Source extract:
>> Begin
THE LAST FIFTH GRADE OF EMERSON ELEMENTARY

THE LAST FIFTH GRADE OF EMERSON ELEMENTARY
April 12, 2016

Friday, December 31, 2010

Poetry Friday: Ringing in the New Year

Happy New Year's Eve from Chapel Hill! We're visiting my brother and his family -- enjoying all the comforts of a college town: great restaurants, great vintage shops (I scored a knee length leather jacket for $14), and a fun science center.

We are heading home in time to ring in the New Year tonight. Speaking of ringing, I just had a debate with another  poet over Edgar Allan Poe's "The Bells."

Fernando Quijano III (AKA Baltimore's The Word Pimp) performed the poem for Poetry Out Loud when he was in high school. The "tinkle tinkle tinkles" didn't take him to the next round of competition.

Which made me realize, "The Bells" is one of those love it or hate it kind of poems. I admit to being a hater. Until I read Sharon Creech's middle grade NIV, Love That Dog. In Creech's book, elementary schooler Jack digs the pure sounds of Poe's bell ringing.
>> End
Written problem 1:
Please express the records below as a JSON list of strings with one string per line, and leave out any blank lines.
The blog post and the records come from separate sources.

Saved data entries
>> Begin
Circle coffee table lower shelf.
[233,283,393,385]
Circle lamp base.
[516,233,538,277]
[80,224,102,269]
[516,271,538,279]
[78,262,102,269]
>> End
Written problem 2:
Which comforts of a college town does the blog post name?

Task answer 1:
[
  "Circle coffee table lower shelf.",
  "[233,283,393,385]",
  "Circle lamp base.",
  "[516,233,538,277]",
  "[80,224,102,269]",
  "[516,271,538,279]",
  "[78,262,102,269]"
]

Task answer 2:
Great restaurants, great vintage shops, and a fun science center.